Coordinate annotation records
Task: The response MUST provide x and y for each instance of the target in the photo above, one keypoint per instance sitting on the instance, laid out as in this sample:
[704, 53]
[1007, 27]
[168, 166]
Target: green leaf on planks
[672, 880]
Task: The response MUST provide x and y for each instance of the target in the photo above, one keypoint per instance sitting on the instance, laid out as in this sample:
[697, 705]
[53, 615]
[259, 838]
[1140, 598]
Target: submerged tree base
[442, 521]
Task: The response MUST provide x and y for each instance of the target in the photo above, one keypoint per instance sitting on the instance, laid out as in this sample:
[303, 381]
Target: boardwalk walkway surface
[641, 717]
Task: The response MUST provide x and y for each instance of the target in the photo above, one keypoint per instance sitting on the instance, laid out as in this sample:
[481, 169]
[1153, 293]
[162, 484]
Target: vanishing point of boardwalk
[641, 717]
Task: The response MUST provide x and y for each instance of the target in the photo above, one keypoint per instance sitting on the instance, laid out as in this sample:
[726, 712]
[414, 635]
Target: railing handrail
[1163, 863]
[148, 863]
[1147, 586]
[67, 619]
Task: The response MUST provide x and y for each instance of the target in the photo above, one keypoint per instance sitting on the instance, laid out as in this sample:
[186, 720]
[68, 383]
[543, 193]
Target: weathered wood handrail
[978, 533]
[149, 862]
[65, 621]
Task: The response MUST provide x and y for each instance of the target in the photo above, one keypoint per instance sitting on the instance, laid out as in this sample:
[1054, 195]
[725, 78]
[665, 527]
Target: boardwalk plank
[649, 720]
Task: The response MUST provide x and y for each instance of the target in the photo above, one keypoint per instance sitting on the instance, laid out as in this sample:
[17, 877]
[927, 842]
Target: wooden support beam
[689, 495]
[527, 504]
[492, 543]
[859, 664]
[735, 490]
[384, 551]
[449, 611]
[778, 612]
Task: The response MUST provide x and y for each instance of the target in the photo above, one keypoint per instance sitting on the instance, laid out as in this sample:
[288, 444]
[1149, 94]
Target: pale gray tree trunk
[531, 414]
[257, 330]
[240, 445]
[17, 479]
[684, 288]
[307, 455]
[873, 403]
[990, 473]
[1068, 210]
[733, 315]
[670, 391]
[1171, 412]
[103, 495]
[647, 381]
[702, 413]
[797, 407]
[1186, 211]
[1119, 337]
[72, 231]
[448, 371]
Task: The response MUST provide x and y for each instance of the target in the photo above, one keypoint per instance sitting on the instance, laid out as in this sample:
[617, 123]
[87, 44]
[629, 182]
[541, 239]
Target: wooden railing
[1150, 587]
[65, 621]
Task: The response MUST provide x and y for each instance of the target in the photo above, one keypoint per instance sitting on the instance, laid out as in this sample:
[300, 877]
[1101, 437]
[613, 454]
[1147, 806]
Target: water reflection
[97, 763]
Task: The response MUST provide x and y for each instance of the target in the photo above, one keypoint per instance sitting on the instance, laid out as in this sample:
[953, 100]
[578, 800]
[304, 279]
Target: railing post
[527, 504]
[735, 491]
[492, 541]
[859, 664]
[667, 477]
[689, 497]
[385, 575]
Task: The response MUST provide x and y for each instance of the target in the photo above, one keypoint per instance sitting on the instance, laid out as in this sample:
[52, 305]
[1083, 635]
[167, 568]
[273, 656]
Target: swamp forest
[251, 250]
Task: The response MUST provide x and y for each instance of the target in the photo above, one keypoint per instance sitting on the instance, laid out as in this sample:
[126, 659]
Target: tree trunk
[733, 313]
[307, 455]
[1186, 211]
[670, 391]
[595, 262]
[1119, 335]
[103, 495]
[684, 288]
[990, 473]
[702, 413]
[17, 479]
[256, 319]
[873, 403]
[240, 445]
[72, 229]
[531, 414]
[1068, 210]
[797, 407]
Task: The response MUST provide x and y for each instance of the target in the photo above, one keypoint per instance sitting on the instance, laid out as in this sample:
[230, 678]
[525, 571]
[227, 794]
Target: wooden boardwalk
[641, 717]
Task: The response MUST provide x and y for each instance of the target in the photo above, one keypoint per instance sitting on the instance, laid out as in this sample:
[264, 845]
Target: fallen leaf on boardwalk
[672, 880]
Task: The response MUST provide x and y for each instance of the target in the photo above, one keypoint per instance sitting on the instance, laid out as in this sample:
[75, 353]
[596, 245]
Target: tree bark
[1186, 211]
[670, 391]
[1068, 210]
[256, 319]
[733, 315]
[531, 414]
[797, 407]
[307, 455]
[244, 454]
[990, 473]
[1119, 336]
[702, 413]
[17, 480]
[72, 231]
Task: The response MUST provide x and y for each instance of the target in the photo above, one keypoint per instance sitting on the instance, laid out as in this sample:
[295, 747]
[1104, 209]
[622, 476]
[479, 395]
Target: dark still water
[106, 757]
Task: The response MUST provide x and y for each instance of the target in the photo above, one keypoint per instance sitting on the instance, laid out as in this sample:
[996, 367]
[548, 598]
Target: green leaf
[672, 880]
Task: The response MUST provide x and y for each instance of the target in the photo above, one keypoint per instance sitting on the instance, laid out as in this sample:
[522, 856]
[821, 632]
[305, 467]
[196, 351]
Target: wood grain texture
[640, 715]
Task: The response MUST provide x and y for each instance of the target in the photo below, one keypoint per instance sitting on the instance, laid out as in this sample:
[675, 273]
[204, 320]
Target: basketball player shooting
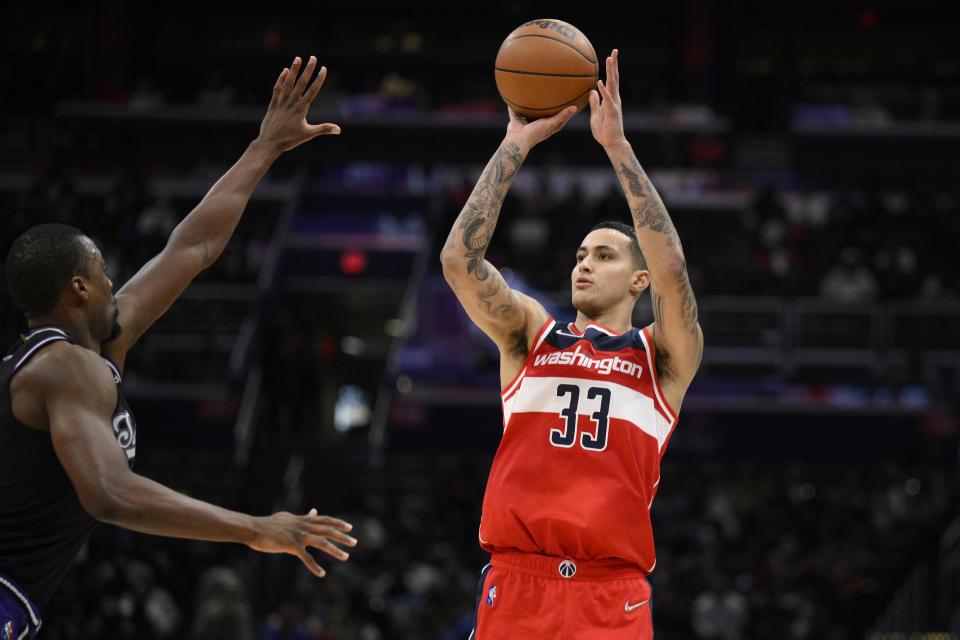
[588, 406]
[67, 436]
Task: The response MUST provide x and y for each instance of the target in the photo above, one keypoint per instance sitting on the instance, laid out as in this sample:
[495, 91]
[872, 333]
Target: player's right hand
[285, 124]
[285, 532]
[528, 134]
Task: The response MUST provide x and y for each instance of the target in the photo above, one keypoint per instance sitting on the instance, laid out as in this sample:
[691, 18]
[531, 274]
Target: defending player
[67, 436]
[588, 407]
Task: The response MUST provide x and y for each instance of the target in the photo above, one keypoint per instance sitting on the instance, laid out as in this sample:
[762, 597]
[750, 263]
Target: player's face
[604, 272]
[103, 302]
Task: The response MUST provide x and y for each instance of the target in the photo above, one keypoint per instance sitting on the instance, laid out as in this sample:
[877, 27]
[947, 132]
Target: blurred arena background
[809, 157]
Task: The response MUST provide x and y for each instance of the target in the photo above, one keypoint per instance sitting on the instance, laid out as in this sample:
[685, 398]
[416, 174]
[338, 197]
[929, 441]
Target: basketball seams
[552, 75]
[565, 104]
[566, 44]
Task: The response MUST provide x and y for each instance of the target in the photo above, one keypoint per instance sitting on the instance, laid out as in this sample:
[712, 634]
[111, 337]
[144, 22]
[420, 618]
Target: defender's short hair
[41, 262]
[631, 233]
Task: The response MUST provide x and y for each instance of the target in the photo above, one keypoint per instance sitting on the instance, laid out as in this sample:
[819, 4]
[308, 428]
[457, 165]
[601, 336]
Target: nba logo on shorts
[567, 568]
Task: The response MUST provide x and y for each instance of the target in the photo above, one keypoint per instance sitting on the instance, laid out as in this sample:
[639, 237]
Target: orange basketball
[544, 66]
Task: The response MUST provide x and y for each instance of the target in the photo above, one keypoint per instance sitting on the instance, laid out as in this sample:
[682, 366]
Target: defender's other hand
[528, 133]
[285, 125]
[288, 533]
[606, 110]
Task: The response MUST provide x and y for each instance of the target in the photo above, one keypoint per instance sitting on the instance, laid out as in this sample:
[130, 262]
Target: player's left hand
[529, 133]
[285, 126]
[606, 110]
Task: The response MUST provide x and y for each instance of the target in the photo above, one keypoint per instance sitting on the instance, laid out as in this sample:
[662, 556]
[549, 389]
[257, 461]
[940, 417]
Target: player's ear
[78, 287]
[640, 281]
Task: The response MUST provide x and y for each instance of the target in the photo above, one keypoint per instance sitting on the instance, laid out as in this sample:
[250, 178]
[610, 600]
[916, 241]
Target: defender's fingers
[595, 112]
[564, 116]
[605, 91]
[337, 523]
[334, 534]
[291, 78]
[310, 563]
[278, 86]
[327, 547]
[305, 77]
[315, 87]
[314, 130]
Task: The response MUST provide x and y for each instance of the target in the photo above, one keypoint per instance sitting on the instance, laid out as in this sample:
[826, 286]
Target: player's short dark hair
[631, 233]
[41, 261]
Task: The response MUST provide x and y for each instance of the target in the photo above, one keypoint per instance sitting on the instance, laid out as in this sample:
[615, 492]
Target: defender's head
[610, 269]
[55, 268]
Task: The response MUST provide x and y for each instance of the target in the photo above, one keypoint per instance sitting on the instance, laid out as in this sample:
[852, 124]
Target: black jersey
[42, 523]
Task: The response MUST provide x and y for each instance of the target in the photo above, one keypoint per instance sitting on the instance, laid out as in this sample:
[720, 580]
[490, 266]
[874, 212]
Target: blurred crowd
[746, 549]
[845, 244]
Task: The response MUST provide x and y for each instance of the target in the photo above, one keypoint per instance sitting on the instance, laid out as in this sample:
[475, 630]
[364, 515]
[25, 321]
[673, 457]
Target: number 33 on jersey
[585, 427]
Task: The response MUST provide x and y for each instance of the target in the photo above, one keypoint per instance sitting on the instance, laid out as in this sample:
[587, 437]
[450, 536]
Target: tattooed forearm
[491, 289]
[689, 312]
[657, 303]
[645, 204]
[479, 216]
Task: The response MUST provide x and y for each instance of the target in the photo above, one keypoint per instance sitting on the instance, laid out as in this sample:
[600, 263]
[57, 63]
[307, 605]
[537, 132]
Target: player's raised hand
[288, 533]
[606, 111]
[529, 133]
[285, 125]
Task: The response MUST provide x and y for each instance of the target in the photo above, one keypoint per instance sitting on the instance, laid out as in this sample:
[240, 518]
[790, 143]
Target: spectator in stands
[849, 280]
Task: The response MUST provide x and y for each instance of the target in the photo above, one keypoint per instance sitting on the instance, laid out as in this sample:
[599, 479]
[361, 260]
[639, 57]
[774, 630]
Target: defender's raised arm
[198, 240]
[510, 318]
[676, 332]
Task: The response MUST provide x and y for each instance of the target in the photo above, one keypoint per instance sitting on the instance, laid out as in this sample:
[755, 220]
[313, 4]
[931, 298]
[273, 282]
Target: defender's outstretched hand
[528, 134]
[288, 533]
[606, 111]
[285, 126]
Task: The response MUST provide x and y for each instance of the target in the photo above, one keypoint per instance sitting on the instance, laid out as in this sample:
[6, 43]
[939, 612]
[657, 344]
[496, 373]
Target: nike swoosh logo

* * *

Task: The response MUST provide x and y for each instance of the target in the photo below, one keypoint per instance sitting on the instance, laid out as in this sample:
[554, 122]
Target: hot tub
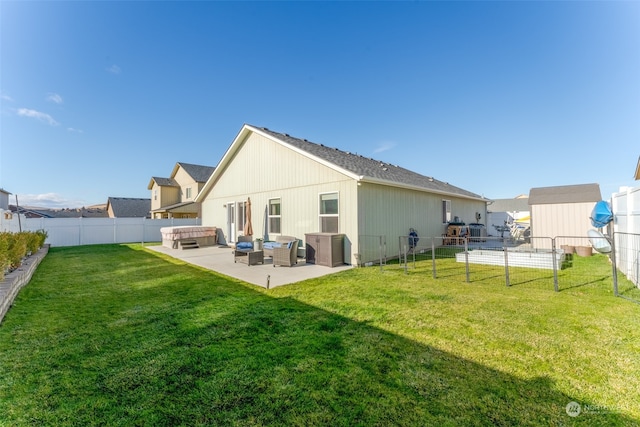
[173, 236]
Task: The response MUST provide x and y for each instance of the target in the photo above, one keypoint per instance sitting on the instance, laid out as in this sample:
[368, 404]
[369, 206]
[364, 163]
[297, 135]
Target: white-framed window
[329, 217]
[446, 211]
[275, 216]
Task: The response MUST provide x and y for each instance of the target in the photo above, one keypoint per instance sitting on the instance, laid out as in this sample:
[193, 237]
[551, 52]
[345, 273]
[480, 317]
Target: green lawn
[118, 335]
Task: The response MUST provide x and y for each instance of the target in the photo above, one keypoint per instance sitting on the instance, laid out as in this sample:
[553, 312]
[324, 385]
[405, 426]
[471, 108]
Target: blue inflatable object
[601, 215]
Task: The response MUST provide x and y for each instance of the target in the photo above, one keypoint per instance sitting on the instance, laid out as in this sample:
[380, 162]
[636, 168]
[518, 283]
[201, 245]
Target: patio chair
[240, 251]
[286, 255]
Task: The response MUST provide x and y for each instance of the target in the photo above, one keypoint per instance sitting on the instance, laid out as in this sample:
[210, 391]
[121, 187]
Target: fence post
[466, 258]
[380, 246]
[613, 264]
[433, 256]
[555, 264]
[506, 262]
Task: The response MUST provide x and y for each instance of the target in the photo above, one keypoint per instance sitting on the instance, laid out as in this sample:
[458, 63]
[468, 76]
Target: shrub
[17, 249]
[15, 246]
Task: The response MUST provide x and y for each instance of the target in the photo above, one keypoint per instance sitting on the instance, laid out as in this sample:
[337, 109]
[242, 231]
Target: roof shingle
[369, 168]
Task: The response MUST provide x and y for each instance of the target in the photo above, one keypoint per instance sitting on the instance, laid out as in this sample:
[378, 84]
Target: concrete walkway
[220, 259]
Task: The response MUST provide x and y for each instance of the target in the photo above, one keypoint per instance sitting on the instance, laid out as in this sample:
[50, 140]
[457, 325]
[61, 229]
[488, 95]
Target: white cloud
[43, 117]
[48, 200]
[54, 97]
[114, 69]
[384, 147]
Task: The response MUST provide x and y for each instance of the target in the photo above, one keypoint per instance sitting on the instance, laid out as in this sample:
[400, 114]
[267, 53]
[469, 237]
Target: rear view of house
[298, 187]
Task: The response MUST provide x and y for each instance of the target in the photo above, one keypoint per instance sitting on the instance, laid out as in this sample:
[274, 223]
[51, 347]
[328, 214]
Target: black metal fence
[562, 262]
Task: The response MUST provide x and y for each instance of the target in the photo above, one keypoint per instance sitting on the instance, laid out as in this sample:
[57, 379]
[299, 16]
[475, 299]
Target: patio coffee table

...

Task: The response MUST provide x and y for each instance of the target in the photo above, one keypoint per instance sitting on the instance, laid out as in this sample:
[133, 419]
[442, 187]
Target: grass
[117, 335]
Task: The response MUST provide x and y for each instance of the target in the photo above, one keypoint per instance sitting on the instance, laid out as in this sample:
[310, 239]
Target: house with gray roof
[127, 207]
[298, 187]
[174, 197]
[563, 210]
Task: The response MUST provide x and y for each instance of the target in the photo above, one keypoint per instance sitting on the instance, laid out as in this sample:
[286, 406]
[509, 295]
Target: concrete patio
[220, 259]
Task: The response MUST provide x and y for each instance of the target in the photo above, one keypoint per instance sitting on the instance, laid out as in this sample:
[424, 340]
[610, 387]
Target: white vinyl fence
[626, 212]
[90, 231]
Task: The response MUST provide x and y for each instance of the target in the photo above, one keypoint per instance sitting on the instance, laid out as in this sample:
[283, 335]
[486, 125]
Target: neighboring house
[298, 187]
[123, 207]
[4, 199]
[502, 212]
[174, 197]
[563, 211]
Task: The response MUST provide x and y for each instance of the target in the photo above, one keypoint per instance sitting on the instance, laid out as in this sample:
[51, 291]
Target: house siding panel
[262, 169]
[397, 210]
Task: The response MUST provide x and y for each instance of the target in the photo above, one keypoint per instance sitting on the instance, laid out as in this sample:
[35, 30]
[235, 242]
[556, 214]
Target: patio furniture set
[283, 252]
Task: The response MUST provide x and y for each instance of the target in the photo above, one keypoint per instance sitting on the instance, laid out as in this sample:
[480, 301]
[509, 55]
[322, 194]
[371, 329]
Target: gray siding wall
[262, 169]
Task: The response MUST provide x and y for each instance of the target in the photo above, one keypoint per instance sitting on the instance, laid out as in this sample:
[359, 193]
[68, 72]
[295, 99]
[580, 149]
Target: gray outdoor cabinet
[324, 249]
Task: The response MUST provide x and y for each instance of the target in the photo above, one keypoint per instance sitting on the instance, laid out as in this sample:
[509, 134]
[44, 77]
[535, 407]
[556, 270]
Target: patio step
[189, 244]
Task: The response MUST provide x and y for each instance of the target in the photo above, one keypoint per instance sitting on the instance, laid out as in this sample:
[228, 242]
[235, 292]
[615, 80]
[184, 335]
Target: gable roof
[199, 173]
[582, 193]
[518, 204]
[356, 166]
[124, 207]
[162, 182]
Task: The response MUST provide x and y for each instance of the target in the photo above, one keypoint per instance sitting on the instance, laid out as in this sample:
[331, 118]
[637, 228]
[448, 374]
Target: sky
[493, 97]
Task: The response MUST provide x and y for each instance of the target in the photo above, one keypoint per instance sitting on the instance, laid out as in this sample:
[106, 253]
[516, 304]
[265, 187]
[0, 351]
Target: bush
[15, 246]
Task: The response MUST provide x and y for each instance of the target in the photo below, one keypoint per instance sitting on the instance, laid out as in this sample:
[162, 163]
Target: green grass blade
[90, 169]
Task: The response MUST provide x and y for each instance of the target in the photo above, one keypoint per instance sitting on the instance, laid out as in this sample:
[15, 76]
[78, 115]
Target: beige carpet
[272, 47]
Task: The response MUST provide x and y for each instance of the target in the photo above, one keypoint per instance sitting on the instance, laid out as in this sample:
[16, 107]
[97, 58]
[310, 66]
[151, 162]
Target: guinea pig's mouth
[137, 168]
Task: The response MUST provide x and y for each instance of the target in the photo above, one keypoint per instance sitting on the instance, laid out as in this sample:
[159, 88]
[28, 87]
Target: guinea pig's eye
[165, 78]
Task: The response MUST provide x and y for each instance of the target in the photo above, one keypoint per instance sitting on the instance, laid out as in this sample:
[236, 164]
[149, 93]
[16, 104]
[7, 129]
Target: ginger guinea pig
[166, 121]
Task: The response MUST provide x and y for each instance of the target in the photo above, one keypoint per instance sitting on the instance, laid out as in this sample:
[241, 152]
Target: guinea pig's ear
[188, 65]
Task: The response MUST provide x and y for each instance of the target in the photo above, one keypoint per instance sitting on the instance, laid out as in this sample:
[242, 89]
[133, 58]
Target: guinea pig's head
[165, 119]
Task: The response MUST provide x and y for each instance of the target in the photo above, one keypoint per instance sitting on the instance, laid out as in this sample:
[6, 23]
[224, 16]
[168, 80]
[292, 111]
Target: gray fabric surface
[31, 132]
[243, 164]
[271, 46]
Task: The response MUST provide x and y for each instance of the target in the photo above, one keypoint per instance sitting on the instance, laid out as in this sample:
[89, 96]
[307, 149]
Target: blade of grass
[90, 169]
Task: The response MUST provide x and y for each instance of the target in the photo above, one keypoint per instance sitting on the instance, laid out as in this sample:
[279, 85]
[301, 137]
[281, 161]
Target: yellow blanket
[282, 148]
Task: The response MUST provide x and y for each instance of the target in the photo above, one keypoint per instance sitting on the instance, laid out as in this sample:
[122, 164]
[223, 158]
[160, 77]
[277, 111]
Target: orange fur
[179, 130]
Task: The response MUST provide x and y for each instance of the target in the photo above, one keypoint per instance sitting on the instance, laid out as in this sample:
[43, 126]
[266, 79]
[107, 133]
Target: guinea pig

▶ _Written request_: List every line of the rows above that contains the string "surface".

▶ _Full response_:
Target: boardwalk walkway surface
Target: gray fabric surface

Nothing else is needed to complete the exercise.